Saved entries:
------------------------------------------------------------------------

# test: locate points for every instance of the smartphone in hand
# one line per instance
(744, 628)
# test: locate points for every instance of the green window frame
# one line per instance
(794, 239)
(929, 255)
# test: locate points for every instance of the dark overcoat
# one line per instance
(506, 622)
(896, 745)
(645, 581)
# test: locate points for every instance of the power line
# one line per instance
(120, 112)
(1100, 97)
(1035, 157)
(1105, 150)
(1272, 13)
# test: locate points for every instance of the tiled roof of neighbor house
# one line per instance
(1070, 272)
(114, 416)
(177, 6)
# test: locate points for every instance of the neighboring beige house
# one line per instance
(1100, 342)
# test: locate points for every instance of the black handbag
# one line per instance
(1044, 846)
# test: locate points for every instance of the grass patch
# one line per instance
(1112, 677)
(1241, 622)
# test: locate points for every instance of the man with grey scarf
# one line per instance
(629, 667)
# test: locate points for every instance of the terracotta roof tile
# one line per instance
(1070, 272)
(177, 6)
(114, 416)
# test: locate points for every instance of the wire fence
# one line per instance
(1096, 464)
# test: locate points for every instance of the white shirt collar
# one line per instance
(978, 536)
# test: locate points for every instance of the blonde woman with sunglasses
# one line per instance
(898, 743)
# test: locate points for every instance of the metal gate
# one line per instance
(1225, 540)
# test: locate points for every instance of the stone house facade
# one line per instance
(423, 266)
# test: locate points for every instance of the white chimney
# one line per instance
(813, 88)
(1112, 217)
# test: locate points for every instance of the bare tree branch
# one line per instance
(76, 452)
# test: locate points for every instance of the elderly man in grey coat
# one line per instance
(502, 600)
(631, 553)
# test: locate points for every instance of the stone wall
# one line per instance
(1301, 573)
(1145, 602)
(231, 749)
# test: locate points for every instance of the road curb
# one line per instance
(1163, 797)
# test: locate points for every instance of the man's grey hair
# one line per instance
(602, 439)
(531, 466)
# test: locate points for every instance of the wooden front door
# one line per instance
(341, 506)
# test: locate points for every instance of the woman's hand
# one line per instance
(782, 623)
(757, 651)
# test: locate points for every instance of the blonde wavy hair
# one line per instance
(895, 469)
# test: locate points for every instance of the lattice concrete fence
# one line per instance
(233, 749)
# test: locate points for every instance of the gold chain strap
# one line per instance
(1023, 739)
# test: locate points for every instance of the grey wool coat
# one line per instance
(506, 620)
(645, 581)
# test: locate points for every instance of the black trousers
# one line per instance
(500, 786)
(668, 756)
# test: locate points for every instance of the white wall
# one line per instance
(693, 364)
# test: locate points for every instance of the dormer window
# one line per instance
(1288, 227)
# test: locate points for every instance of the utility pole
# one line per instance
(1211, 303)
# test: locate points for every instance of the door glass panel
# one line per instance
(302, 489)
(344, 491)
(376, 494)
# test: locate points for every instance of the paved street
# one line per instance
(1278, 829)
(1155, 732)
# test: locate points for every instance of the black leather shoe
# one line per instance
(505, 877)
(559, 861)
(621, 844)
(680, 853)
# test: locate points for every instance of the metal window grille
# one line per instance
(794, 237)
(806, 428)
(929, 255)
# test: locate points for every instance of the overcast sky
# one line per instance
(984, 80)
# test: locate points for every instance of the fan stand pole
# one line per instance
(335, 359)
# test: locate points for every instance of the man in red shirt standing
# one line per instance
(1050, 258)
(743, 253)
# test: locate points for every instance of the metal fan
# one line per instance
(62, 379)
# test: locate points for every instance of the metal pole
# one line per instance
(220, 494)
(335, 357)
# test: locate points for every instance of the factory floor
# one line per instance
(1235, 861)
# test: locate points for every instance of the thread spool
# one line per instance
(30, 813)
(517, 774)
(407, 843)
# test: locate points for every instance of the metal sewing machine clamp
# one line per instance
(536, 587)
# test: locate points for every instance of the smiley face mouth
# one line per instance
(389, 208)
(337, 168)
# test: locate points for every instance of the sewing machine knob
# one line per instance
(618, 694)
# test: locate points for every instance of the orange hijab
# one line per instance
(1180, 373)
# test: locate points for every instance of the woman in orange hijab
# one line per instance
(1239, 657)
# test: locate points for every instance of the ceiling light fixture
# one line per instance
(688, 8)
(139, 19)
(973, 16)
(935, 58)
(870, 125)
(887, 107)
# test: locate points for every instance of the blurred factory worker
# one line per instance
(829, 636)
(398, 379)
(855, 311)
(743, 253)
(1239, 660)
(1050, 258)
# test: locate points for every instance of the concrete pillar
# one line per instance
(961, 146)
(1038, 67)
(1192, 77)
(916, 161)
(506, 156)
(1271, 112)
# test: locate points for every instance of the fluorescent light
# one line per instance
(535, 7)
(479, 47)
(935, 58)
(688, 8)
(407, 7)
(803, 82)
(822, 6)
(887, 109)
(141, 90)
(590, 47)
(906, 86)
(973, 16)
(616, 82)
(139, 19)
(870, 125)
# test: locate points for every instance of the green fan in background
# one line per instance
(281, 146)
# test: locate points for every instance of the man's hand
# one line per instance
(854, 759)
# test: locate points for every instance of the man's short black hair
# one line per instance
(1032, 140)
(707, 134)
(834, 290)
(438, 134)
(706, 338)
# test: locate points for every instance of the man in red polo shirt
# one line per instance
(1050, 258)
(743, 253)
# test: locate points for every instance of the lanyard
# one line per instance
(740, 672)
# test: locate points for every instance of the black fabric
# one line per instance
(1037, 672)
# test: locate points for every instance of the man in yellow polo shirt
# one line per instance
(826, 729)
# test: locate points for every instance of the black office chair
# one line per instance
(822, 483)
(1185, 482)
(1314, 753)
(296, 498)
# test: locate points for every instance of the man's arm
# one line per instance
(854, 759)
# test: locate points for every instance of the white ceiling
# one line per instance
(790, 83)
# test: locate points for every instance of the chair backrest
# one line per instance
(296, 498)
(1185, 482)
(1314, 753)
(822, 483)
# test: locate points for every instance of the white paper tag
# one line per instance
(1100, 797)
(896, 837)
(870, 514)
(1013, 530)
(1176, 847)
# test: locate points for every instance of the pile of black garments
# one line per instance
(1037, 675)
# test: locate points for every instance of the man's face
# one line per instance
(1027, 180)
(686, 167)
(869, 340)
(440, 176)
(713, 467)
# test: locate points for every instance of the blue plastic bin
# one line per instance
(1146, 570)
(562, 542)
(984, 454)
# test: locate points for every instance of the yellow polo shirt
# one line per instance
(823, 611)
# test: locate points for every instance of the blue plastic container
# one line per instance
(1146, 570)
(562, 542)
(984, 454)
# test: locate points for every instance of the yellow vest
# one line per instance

------------------------------------------------------------------------

• **INSTRUCTIONS FOR THE TASK**
Repeat the records word for word, starting at the line that contains "# test: locate points for every instance of the man's hand" and ending at the last line of the records.

• **FULL RESPONSE**
# test: locate points for every instance of the man's hand
# one line per instance
(854, 759)
# test: locate points for every instance of the man's short black hair
# one line per instance
(1032, 140)
(707, 134)
(834, 290)
(438, 134)
(706, 338)
# test: locate points for every instance of the man in red polo shirt
# one line per instance
(1050, 258)
(743, 253)
# test: locate points for every instance of the lanyard
# one line per instance
(740, 672)
# test: locate points for every instance of the black fabric
# one line per instance
(1037, 672)
# test: locate points for every instance of the man in yellow polo shirt
# one line per instance
(826, 729)
# test: locate points for every instance of the black office chair
# one line per instance
(822, 483)
(1185, 482)
(1314, 753)
(296, 498)
# test: locate points for every instance of the man's arm
# one line per instance
(854, 759)
# test: locate points for every instance of the white ceiling
# one line per instance
(790, 83)
# test: locate points for every instance of the chair backrest
# one line per instance
(296, 498)
(1185, 482)
(1314, 753)
(822, 483)
# test: locate points for every instance of the white paper tag
# one line per instance
(1100, 797)
(896, 837)
(870, 514)
(1013, 530)
(1176, 847)
# test: locate points for every instance of the pile of black garments
# one line per instance
(1037, 675)
# test: locate points for every instance of the man's face
# one line per instance
(1027, 180)
(686, 167)
(869, 340)
(440, 176)
(713, 467)
# test: locate points for every instance of the blue plastic bin
# one line per instance
(1146, 570)
(562, 542)
(984, 454)
# test: locate points for every instance of the yellow polo shirt
# one line per instance
(823, 611)
# test: locate points for every instance of the blue plastic container
# one line per instance
(1146, 570)
(562, 542)
(984, 454)
# test: locate points for every instance of the yellow vest
# one line per instance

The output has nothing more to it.